● **EXCERPTED DATA**
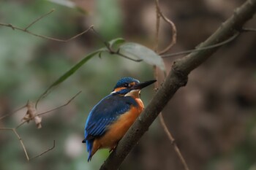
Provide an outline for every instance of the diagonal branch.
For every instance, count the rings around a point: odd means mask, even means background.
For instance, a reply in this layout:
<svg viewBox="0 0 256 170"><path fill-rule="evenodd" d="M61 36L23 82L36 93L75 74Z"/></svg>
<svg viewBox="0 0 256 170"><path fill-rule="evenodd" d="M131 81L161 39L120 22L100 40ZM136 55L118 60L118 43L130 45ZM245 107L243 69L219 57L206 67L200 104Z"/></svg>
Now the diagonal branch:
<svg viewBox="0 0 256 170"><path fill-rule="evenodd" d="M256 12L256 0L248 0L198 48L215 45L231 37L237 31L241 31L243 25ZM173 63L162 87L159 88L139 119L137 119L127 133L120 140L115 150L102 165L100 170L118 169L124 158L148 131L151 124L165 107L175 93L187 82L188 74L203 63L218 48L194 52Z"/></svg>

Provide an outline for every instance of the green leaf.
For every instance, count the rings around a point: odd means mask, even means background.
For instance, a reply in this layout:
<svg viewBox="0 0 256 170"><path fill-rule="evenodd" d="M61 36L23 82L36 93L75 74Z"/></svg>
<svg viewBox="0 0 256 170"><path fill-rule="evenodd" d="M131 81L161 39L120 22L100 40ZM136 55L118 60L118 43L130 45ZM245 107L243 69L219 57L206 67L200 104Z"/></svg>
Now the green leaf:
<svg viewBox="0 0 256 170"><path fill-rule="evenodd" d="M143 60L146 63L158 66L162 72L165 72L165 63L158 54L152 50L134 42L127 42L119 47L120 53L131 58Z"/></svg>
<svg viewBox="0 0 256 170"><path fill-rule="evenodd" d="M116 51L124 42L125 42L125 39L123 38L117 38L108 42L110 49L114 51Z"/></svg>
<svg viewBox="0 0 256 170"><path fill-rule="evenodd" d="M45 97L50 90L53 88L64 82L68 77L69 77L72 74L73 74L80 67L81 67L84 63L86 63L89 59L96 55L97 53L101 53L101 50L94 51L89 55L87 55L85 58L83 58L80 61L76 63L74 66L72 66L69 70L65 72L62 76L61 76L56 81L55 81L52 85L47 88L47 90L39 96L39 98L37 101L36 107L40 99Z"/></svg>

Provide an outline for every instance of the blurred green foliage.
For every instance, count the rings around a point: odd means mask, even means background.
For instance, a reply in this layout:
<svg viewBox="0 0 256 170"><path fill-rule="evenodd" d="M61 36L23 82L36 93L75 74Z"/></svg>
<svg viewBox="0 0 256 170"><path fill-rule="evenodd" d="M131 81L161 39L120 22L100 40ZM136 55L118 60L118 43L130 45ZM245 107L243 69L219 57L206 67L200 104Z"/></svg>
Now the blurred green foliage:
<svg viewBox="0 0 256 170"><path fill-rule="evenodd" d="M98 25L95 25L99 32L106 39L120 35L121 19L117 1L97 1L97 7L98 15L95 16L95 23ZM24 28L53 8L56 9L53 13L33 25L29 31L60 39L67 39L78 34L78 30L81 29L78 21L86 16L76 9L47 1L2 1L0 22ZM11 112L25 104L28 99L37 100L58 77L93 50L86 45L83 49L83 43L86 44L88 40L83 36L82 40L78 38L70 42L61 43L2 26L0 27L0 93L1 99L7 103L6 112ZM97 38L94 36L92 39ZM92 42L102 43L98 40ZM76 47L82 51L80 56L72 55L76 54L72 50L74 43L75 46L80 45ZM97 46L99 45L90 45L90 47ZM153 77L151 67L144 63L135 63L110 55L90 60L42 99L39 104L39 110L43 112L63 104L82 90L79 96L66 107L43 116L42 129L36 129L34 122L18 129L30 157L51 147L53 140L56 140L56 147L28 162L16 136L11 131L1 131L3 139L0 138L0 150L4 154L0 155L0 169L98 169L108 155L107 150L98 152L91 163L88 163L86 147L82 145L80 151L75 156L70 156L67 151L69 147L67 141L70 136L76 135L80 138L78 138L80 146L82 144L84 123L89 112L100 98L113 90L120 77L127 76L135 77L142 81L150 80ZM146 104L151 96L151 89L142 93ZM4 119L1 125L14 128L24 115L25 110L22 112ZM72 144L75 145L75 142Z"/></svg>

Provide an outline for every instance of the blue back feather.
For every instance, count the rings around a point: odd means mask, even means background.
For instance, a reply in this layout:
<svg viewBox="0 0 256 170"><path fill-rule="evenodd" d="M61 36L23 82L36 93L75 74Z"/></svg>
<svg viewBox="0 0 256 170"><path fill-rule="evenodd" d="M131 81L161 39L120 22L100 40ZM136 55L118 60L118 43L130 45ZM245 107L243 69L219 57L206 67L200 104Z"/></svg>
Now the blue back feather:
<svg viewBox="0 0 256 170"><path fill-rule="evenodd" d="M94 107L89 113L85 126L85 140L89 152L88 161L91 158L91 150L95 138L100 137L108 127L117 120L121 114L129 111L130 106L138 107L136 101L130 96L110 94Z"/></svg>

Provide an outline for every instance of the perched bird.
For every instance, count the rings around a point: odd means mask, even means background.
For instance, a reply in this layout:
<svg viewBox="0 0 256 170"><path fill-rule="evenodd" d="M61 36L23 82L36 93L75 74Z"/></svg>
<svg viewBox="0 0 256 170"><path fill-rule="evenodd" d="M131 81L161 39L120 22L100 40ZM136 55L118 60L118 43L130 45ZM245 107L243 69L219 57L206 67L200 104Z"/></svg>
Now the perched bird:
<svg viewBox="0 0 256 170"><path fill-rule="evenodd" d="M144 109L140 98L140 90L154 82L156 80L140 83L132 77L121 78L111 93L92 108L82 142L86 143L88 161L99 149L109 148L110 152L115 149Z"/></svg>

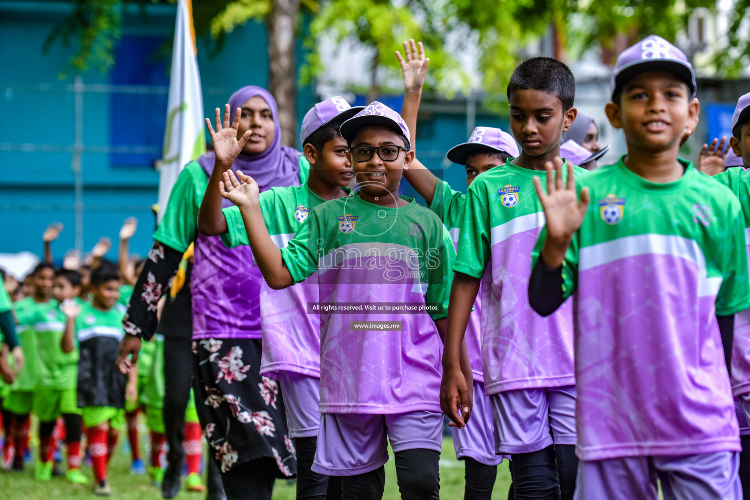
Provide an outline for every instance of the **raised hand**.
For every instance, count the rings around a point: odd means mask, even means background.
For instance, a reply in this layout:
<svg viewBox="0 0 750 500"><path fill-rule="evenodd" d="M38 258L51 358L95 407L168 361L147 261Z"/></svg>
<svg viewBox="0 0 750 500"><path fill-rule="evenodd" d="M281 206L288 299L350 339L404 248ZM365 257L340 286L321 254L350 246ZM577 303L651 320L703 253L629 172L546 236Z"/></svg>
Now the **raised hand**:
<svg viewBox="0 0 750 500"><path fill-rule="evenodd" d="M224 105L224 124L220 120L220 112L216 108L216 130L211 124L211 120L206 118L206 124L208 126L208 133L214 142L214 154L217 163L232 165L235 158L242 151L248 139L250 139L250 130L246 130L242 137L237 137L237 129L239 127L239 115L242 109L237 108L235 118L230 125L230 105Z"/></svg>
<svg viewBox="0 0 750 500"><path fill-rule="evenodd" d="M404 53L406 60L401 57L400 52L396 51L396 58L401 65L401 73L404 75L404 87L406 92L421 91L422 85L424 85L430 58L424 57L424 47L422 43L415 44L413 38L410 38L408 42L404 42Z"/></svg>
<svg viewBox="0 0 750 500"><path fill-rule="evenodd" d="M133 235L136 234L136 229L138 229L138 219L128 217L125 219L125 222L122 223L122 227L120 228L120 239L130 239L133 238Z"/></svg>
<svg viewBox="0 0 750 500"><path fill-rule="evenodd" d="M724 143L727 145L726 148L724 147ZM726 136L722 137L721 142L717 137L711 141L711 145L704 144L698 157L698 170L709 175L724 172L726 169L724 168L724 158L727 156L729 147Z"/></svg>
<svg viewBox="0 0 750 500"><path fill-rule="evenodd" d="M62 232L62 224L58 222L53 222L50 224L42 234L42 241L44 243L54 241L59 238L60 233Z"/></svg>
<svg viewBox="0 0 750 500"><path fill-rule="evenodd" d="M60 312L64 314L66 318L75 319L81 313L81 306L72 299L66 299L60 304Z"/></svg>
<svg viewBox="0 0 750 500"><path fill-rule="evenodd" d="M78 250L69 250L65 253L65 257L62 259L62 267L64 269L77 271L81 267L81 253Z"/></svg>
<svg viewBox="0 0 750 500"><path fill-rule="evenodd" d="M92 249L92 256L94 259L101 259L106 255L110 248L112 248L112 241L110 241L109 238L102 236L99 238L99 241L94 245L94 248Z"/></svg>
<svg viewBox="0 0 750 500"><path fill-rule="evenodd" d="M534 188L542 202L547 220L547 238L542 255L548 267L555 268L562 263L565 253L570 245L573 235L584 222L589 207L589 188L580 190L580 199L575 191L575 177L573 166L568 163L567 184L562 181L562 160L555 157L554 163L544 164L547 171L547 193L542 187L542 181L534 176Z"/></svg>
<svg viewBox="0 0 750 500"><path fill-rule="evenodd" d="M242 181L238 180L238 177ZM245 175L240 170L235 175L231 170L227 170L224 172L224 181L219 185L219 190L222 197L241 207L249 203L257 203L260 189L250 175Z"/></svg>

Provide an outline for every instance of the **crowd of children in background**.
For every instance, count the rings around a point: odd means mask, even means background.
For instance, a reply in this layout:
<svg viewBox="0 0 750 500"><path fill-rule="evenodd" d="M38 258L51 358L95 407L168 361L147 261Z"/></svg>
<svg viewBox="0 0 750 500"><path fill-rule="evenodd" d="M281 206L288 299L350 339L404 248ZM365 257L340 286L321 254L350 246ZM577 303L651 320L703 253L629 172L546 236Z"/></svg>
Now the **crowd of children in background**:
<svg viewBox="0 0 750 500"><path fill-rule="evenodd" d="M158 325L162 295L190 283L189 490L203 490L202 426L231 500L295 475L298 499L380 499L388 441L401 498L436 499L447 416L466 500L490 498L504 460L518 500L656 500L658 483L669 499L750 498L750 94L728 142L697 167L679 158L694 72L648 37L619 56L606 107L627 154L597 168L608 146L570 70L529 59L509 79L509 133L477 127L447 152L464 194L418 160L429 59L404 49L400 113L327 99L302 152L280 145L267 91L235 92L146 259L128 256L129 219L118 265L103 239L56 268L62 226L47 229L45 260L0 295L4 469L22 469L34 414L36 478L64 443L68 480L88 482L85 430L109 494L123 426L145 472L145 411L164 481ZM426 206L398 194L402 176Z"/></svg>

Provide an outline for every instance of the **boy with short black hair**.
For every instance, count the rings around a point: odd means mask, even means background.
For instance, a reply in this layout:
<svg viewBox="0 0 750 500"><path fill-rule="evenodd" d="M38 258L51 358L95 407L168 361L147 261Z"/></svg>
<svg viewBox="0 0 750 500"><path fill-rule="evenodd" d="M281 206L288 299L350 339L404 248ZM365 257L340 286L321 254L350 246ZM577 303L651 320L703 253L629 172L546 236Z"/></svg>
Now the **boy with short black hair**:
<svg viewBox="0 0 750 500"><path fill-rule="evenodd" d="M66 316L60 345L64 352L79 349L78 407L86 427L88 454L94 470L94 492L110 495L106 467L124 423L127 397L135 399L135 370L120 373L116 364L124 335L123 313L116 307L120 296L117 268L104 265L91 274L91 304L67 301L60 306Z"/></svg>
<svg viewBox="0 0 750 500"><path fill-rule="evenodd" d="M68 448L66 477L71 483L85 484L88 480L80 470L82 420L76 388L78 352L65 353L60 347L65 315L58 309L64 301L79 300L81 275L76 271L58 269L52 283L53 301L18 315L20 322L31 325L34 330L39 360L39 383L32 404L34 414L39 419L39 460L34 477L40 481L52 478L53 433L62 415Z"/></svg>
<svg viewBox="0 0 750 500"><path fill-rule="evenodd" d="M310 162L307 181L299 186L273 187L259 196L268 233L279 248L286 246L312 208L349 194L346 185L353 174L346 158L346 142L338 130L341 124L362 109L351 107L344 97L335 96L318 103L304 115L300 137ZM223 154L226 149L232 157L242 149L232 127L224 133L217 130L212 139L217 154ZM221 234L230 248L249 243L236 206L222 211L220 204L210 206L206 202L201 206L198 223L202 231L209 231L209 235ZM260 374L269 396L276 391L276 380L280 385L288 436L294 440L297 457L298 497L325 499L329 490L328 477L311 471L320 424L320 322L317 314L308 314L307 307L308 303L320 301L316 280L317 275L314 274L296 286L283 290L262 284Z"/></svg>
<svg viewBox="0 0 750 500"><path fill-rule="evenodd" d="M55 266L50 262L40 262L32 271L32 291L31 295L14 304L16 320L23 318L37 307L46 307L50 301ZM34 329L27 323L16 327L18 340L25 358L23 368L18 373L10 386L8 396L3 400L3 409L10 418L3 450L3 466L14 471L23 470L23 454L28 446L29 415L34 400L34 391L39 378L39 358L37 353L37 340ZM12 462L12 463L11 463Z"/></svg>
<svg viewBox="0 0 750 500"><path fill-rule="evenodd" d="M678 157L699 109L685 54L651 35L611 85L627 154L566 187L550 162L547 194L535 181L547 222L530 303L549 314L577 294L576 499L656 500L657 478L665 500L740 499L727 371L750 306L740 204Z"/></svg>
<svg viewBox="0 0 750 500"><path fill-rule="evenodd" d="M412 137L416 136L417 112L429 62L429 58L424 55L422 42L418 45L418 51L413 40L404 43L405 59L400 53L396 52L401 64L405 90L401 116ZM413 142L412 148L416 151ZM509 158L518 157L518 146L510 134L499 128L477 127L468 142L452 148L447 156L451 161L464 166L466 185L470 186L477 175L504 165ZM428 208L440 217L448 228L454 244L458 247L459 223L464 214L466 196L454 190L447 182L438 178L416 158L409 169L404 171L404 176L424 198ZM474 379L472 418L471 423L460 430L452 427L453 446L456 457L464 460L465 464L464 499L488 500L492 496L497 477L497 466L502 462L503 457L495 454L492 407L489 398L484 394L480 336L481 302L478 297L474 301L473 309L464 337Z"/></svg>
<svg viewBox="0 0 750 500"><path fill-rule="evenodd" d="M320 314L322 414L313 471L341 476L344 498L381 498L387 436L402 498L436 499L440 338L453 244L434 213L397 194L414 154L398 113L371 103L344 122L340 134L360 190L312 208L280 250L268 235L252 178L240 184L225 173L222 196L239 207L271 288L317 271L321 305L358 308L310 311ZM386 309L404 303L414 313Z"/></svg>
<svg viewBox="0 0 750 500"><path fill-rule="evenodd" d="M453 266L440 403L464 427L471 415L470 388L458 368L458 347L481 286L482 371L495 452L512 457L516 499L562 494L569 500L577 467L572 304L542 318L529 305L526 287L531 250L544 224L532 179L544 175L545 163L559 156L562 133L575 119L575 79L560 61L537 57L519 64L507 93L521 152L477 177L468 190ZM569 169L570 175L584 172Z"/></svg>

● **WORK TO BE COMPLETED**
Put the lines above into a JSON list of strings, one string per line, starting at the first line of the records and ending at the line that contains "12L256 0L248 0L198", both included, with blank lines and pictures left out.

● **SOLUTION**
[
  "Provide an outline for every instance of the diagonal branch.",
  "For every instance, count the rings around a point: odd means mask, even means background.",
  "For instance, a reply in this layout:",
  "<svg viewBox=\"0 0 256 170\"><path fill-rule=\"evenodd\" d=\"M61 36L23 82L36 93L75 74Z\"/></svg>",
  "<svg viewBox=\"0 0 256 170\"><path fill-rule=\"evenodd\" d=\"M131 81L161 39L120 22L100 40ZM136 55L118 60L118 43L130 45ZM245 107L243 69L219 57L206 67L200 104Z\"/></svg>",
  "Now the diagonal branch:",
  "<svg viewBox=\"0 0 256 170\"><path fill-rule=\"evenodd\" d=\"M256 12L256 0L248 0L198 48L215 45L231 37L237 31L241 31L243 25ZM173 63L162 87L159 88L139 119L137 119L127 133L120 140L115 150L102 165L100 170L118 169L124 158L148 131L151 124L165 107L175 93L187 82L188 74L203 63L218 48L194 52Z\"/></svg>"
]